▶ _REQUIREMENTS_
Could you rewrite the records starting at the line that contains "Please tag the tulip" and ending at the last line of the records, keeping every line and not only the answers, and shift each x and y coordinate in the answers up by 95?

▶ _EXTRACTED INFORMATION_
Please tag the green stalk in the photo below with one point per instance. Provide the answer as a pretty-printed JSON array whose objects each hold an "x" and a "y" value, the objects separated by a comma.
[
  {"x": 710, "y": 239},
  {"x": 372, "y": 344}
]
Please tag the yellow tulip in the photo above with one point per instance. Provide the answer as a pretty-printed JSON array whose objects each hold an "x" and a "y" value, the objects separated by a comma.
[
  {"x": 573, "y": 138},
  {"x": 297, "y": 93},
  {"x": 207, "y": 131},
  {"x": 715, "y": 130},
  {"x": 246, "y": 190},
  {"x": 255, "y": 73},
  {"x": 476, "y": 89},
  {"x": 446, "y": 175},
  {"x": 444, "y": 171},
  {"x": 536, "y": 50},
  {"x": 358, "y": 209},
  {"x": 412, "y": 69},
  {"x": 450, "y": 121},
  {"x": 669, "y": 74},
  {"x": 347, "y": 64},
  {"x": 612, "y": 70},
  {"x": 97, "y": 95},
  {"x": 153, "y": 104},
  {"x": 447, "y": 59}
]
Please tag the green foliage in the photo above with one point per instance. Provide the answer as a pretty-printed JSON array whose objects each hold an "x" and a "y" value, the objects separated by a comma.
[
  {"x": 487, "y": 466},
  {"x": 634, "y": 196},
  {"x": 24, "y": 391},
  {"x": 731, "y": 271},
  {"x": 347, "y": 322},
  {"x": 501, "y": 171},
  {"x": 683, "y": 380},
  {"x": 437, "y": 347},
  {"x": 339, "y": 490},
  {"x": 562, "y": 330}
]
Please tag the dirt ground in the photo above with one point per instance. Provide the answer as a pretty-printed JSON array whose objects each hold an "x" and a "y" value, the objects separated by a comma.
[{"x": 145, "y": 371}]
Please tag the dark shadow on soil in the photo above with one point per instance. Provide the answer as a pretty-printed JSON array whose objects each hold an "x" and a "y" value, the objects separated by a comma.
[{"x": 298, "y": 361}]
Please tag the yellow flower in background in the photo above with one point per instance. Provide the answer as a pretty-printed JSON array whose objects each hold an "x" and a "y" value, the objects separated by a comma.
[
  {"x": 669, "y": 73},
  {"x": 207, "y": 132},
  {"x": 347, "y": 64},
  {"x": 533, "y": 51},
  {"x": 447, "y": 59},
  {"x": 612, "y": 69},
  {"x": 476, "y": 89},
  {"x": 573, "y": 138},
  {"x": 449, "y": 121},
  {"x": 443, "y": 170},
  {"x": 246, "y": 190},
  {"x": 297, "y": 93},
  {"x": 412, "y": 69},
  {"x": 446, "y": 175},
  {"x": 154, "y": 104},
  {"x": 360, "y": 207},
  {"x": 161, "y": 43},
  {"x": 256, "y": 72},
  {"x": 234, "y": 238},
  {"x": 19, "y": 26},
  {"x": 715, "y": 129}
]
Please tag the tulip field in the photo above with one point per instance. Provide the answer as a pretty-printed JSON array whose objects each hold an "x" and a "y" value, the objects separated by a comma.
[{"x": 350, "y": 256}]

▶ _RESPONSE FOR THIS EXERCISE_
Please tag the tulip field in the photo above with one point per instance. Provide the answer as a pretty-printed JSON array whose objects each hold an "x" and a "y" value, the objects separated by a comma.
[{"x": 445, "y": 351}]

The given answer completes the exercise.